◆ Task to complete
In the text on the language-to-reward system, what two sub-modules make up the Reward Translator?

◆ Extract to read
Empowering users to teach robots new tricks and tasks is essential for integrating robots into real-world applications. With recent advancements in large language models (LLMs), we have made progress in this area. LLMs allow us to use natural language to teach robots, but they struggle when it comes to translating language into low-level robot commands.
To solve this problem, we have developed a language-to-reward system that bridges the gap between language and robot actions. We use reward functions as an interface to translate user instructions into code that specifies the desired actions. We then use optimization techniques to find the best robot actions that maximize the generated reward function.
Our language-to-reward system consists of two main components: the Reward Translator and the Motion Controller. The Reward Translator maps user instructions to reward functions represented as python code. The Motion Controller optimizes the reward function to find the optimal robot actions.
To make the system more reliable, we break down the Reward Translator into two sub-modules: the Motion Descriptor and the Reward Coder. The Motion Descriptor interprets user input and expands it into a detailed description of the desired robot motion. This makes the reward coding task more stable and provides a more interpretable interface for users. The Reward Coder then translates the motion description into the reward function using python code.
Once we have the reward function, the Motion Controller synthesizes a controller that maps robot observation to low-level robot actions. We use different strategies to solve this problem, including reinforcement learning and model predictive control.
We have tested our system on various robotic control tasks in simulation and on a physical robot manipulator. Our system allows users to teach robots new skills and tasks with concise natural language instructions. It is especially useful for tasks that go beyond pre-designed primitives.
In conclusion, our language-to-reward system enables users to teach robots novel actions through natural language input. It bridges the gap between language and low-level robot actions using reward functions as an interface. With this system, users can easily teach robots new tasks and skills, opening up possibilities for real-world applications.

◆ Dataset records
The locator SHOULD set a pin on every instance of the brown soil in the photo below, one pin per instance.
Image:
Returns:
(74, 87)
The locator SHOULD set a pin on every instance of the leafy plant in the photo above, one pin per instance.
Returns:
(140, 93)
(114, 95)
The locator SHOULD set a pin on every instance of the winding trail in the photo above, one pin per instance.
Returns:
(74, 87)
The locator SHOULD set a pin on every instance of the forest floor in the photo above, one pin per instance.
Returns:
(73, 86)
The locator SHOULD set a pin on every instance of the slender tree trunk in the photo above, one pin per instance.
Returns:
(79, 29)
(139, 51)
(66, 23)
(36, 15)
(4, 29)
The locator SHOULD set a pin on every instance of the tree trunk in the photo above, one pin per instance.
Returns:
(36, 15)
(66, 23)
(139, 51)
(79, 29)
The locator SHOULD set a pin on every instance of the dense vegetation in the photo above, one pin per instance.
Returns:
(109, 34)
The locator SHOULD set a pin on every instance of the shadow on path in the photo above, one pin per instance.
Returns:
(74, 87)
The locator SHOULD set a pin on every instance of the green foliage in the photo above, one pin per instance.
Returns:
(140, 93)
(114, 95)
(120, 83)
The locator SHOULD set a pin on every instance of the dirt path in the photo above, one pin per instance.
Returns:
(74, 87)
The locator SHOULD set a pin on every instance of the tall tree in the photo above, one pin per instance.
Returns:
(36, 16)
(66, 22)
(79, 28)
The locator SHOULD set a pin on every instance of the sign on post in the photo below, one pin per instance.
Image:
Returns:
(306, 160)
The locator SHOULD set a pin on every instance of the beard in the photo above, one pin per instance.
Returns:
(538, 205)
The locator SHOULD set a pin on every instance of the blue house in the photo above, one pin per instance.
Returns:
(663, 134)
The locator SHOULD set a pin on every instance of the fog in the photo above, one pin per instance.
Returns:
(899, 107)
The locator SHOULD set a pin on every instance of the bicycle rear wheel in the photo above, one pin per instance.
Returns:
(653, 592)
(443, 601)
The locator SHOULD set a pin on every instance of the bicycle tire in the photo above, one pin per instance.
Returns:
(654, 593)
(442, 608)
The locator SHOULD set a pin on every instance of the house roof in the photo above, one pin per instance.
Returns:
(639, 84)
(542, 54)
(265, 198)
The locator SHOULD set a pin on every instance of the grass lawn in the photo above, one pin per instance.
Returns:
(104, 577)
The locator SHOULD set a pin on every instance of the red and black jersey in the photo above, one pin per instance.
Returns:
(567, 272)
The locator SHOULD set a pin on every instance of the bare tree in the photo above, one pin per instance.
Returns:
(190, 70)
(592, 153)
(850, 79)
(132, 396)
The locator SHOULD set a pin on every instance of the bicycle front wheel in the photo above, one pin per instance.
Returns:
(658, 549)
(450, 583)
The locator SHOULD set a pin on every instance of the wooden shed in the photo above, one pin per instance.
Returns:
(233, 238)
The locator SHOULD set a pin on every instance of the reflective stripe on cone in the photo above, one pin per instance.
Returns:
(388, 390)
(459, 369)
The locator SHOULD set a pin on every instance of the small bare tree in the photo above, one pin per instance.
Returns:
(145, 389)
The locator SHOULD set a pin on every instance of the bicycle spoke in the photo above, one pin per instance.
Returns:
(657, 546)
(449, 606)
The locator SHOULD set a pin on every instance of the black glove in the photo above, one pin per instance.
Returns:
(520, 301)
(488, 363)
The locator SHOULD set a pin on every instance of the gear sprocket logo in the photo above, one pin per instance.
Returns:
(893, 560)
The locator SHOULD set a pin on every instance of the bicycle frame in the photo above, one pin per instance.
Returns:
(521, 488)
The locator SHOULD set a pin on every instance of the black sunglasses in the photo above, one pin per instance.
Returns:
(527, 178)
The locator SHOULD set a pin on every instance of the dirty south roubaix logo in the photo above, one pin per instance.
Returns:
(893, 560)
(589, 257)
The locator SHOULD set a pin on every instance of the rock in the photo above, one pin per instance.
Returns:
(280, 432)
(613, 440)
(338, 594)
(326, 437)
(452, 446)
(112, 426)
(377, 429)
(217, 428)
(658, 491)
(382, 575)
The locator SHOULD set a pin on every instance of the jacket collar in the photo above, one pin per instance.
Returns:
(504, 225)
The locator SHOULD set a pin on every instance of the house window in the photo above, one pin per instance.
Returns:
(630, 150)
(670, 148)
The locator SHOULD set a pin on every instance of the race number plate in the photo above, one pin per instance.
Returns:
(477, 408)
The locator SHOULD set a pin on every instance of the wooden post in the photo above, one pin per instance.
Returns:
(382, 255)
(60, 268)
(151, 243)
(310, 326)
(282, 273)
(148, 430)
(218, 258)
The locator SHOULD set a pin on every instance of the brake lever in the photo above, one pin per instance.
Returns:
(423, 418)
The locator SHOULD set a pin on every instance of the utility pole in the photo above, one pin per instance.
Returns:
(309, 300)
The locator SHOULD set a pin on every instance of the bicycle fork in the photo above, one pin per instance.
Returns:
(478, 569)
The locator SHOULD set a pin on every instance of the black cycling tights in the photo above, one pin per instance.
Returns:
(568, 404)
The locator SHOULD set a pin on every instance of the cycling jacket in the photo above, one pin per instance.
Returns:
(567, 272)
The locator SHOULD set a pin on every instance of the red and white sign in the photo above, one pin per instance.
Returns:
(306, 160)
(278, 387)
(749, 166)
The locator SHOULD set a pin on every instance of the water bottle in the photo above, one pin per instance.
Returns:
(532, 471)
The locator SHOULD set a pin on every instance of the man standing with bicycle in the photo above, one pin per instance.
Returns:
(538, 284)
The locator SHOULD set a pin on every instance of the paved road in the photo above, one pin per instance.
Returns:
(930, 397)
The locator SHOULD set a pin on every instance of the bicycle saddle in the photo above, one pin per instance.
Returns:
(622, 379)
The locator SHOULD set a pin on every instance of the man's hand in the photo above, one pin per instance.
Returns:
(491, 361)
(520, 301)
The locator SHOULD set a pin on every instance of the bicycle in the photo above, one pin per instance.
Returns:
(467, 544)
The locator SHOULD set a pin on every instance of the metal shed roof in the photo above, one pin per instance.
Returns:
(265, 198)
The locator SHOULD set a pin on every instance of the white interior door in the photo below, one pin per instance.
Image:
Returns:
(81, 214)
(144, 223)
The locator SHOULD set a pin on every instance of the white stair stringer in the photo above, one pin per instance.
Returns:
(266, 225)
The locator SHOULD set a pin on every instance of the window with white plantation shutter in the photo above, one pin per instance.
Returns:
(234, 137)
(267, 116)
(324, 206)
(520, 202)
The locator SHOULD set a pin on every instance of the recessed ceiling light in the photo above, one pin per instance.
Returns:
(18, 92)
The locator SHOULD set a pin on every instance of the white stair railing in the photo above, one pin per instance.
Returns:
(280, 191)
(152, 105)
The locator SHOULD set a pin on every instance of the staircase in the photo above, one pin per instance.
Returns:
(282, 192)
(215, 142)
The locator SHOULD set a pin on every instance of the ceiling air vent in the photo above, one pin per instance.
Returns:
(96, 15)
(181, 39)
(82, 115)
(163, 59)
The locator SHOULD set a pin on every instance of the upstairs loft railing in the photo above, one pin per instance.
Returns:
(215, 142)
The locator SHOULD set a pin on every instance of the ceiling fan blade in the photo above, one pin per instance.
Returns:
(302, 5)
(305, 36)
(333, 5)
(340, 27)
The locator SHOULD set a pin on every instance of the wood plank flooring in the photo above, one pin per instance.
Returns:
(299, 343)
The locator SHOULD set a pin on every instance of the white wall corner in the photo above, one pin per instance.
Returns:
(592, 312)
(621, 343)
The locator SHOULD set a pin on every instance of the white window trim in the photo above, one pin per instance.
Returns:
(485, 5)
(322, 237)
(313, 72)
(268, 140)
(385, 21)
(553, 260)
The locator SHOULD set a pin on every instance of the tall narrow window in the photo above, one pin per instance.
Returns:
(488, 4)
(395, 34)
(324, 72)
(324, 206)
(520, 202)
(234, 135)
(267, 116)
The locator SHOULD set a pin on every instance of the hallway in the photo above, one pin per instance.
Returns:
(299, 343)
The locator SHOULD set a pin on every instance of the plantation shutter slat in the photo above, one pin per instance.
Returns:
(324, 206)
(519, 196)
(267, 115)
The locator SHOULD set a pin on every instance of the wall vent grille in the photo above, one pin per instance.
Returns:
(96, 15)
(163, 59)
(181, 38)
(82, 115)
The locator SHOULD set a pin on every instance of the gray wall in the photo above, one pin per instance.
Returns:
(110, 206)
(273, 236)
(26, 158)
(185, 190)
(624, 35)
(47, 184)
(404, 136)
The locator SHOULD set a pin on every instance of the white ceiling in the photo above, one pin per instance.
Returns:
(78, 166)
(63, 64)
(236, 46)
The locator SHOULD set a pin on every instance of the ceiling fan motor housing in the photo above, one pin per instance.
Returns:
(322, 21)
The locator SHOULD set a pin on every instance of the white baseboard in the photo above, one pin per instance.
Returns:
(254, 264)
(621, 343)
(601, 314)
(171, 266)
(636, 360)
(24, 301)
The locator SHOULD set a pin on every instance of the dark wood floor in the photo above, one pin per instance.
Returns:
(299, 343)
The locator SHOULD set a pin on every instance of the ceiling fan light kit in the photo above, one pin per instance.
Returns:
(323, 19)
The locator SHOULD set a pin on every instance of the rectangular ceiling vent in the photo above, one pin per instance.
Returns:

◆ Your solution
The Motion Descriptor and the Reward Coder.